_TEXT SECTION_.

#####

A good lectue== no chalk no distracting handwriting movement. Body and hands never block view of text and diagrams which are well coloured with shading and 3d effects . Color used on text also. Do we need to see lecturer all the time? 3 blue one brown uses similar to Trevor but is not visible all the time?? The perfect lecture technoque??
Wow! best explanation of differentiability in multivariable calculus, I have never seen someone explaining single variable derivative in that E(h) form, this helped me to relate quickly E1 & E2 terms. Thank u very much professor🙏
It would be nice to do the epsilon-delta proof that limit exists for the difference quotient for the single variable case, then do the same for the alternate formula with an error term, then do the same for the multi variable function. Finally, prove the differentiable theorem for multi variable functions with continuous partial derivatives.
outstanding and amazing ... the reason why i love calculus ...and the reason many don't love calculus becuz we don't have the teachers that can show the real beauty of calculus in this way...Really appreciated and very happy that i got someone who teaches the way i want to learn the beautiful things ...such as calculus !!! lots of love sr ...✨✨
At 9:23-9:26: small typo for the error term for y. You have E_1 and E_2 as different functions. Not sure if this mattered but I understand what is going on. Fantastic video! :)

#####

_WORK REQUEST_.
Rewrite the calculus lecture comments from "Wow! best explanation" up to and including "continuous partial derivatives.", swapping "professor" for "teacher".

_PROVIDED INFORMATION_.

#####

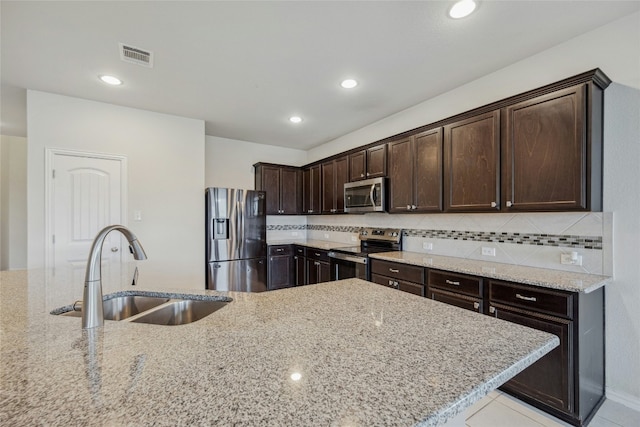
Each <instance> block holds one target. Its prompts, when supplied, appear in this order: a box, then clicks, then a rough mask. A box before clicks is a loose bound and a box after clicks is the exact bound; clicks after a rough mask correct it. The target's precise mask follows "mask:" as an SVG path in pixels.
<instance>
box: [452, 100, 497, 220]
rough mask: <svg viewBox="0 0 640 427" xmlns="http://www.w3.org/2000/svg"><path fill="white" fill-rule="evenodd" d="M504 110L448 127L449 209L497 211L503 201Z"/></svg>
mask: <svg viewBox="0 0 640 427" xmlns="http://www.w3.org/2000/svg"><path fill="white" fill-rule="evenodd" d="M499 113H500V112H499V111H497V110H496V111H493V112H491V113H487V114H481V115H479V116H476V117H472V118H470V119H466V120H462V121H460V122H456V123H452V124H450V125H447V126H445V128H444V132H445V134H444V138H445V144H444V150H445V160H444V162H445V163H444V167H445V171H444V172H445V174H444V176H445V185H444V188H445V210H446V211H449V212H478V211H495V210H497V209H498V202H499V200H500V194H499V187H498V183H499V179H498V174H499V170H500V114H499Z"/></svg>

#####

_EXERCISE RESULT_.
Wow! best explanation of differentiability in multivariable calculus, I have never seen someone explaining single variable derivative in that E(h) form, this helped me to relate quickly E1 & E2 terms. Thank u very much teacher🙏
It would be nice to do the epsilon-delta proof that limit exists for the difference quotient for the single variable case, then do the same for the alternate formula with an error term, then do the same for the multi variable function. Finally, prove the differentiable theorem for multi variable functions with continuous partial derivatives.